Start of DATA EXCERPTS

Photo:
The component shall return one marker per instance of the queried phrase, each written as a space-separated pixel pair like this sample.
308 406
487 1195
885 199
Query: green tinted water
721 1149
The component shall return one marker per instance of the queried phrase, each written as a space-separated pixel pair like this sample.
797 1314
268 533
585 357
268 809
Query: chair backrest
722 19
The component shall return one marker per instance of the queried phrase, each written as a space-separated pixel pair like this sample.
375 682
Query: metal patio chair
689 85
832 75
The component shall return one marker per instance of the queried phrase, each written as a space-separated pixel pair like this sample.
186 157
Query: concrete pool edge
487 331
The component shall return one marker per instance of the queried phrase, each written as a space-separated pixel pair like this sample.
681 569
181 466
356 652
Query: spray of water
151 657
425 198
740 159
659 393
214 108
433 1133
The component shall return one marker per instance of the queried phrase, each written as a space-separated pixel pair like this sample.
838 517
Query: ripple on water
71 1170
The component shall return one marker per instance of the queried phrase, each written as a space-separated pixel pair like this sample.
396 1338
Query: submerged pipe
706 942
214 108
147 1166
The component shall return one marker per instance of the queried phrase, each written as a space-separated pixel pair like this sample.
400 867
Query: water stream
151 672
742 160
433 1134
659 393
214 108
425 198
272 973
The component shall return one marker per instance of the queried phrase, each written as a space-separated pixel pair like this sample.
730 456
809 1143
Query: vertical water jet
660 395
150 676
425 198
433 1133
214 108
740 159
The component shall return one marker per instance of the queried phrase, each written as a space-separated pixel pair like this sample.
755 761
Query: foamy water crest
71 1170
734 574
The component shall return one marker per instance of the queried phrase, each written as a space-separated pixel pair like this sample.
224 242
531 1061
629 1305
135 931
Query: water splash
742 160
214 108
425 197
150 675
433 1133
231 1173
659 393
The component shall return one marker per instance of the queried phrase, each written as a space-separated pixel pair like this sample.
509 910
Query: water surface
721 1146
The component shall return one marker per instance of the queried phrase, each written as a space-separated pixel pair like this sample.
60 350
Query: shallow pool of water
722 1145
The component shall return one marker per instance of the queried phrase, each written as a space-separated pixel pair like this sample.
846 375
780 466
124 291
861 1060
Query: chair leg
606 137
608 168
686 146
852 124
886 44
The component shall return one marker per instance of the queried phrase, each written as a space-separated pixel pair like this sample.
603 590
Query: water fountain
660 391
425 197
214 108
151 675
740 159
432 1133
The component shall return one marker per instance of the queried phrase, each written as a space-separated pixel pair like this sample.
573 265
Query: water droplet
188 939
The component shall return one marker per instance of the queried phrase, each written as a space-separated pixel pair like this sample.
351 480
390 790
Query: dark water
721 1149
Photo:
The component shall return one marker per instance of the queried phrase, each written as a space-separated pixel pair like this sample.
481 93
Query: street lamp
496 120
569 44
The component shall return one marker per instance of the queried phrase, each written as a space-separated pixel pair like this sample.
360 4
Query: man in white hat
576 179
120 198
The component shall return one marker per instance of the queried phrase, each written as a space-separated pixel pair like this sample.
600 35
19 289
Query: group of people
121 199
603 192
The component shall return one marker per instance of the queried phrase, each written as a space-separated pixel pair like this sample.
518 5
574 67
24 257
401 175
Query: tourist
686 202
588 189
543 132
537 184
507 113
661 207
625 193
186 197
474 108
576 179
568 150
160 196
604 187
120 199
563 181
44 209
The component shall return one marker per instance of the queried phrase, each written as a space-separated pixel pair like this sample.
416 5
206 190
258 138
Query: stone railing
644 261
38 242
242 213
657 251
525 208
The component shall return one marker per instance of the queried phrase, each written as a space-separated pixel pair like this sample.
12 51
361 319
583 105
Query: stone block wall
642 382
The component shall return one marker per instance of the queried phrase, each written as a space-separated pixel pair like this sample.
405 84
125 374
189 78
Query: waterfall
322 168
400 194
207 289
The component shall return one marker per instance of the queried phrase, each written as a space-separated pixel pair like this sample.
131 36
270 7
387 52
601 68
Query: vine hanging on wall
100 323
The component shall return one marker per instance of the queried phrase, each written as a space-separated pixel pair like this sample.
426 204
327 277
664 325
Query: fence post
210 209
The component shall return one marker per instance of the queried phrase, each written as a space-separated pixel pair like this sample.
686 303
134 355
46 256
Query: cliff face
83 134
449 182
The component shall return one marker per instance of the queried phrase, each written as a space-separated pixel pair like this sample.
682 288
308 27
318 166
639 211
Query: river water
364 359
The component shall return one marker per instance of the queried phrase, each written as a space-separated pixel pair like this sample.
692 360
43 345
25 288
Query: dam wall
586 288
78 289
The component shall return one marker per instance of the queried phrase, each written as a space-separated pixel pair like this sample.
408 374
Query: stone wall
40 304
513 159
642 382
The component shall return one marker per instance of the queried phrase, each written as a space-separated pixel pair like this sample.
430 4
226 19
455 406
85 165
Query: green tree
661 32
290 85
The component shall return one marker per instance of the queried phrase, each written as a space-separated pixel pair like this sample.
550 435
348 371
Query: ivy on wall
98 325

End of DATA EXCERPTS

**WORK REQUIRED**: Each line of the material above needs repeating verbatim.

**EXPECTED ANSWER**:
Photo:
The component shall return one marker per instance of the queried phrase, each written as a space-separated pixel pair like this sample.
308 406
487 1195
885 199
Query: green tinted water
721 1149
The component shall return one marker per instance of the queried phrase, each written as a space-separated pixel pair like this sample.
797 1314
268 533
585 357
268 809
Query: chair backrest
722 19
The component shall return one marker per instance of the queried phrase, each written as a space-separated pixel pair like this sample.
375 682
Query: metal patio chair
689 85
832 75
The component shall return one marker per instance of the queried phrase, each written as a space-separated pixel pair like this sample.
186 157
Query: concrete pool edge
487 331
The component shall return one marker per instance of the queried phrase, each written as a space-separated pixel pair like this sample.
681 569
181 466
356 652
Query: spray of water
151 657
425 198
740 159
659 393
214 108
433 1133
The component shall return one marker per instance of the queried phrase, each written as a space-separated pixel pair like this sample.
838 517
Query: ripple on water
71 1170
The component shall return one marker per instance of the queried phrase, each written as a space-separated pixel pair like this sample.
396 1338
Query: submerged pipe
706 942
214 108
147 1166
The component shall return one marker per instance of the queried phrase, each written as a space-separated pixel pair like this sample.
400 867
Query: water stream
151 672
742 160
433 1134
659 393
214 108
425 198
272 973
The component shall return one marker per instance of the queried phrase, each written as a space-separated pixel pair like this sample.
730 456
809 1143
Query: vertical water jet
660 395
150 676
425 198
433 1133
214 108
740 159
The component shall return one marker per instance of the queried phrase, each written as a space-separated pixel pair like this sample.
755 761
Query: foamy water crest
71 1170
734 574
The component shall return one marker per instance of the queried phrase, each written as a space-separated pixel pair like this sample.
224 242
531 1061
629 1305
135 931
Query: water splash
742 160
214 108
425 197
150 675
433 1133
231 1173
659 393
The component shall return one marker per instance of the queried phrase, each written as a space-separated pixel pair like this sample.
509 910
Query: water surface
721 1146
The component shall return one marker per instance of the queried phrase, each written as a space-separated pixel pair like this sample.
60 350
Query: shallow pool of water
722 1145
The component shall return one marker per instance of the queried phrase, each written as a space-separated pixel pair like this sample.
846 375
780 466
124 291
861 1060
Query: chair leg
606 137
608 168
686 146
852 124
886 44
The component shall return one marker per instance of the queried phrase, each written as a space-separated pixel pair like this sample.
603 590
Query: water fountain
660 391
425 197
214 108
151 675
740 159
432 1133
The component shall return one marker per instance of the queried phrase, each written as a space-separated pixel pair like this sample.
573 265
Query: water droplet
188 939
The component shall return one marker per instance of the queried phrase, each written as a space-separated pixel pair like this sample.
351 480
390 790
Query: dark water
721 1149
Photo:
The component shall return one marker per instance of the queried phrase, each written as a space-separated pixel pair like this sample.
481 93
Query: street lamp
496 120
569 44
The component shall return one marker per instance of the queried phrase, each written as a space-separated pixel pair like this sample.
360 4
Query: man in white hat
576 179
120 198
The component shall return one marker per instance of the queried phrase, each written as a space-separated pixel pair like this sample.
600 35
19 289
Query: group of people
121 199
603 192
The component shall return one marker per instance of the queried phrase, each written as a space-separated pixel pair like this sample.
518 5
574 67
24 257
401 175
Query: tourist
686 202
588 189
543 132
537 184
507 113
661 207
625 193
186 197
474 108
576 179
568 150
160 196
604 187
120 199
563 181
44 209
The component shall return one marker per instance of the queried phrase, each written as a space-separated pixel pair like this sample.
416 5
206 190
258 138
Query: stone railing
644 261
38 242
242 213
657 251
525 208
The component shall return one marker per instance of the queried phrase, each written as a space-separated pixel pair like this sample.
12 51
361 319
583 105
Query: stone block wall
642 382
The component shall return one marker per instance of the queried phrase, each written as a space-separated pixel pair like this sample.
405 84
125 374
189 78
Query: waterfall
322 168
400 194
207 289
The component shall return one marker per instance of the queried phrase, each written as a space-separated pixel pair like this sample.
131 36
270 7
387 52
601 68
Query: vine hanging on wall
100 323
The component shall return one marker per instance of the queried phrase, each written as a space-separated pixel pair like this sample.
426 204
327 277
664 325
Query: fence post
210 209
The component shall return one marker per instance of the queried phrase, each written as a space-separated pixel pair like this sample.
686 303
134 355
46 256
Query: cliff face
83 134
449 182
The component shall return one marker per instance of the queried phrase, each written as a space-separated pixel pair like this sample.
682 288
308 27
318 166
639 211
Query: river water
364 359
The component shall return one marker per instance of the queried phrase, each written as a space-separated pixel pair like this sample.
692 360
43 345
25 288
Query: dam wall
586 288
78 289
The component shall return one marker per instance of the queried phrase, each written as a space-separated pixel pair like this sample.
408 374
Query: stone wall
40 304
513 159
642 382
The component shall return one marker per instance of the queried phrase, each written as a space-separated pixel pair like this sample.
430 4
226 19
455 406
85 165
Query: green tree
661 32
290 85
The component shall return one marker per instance of the queried phrase, each written as a space-separated pixel pair like this sample.
550 435
348 371
Query: ivy on wall
98 325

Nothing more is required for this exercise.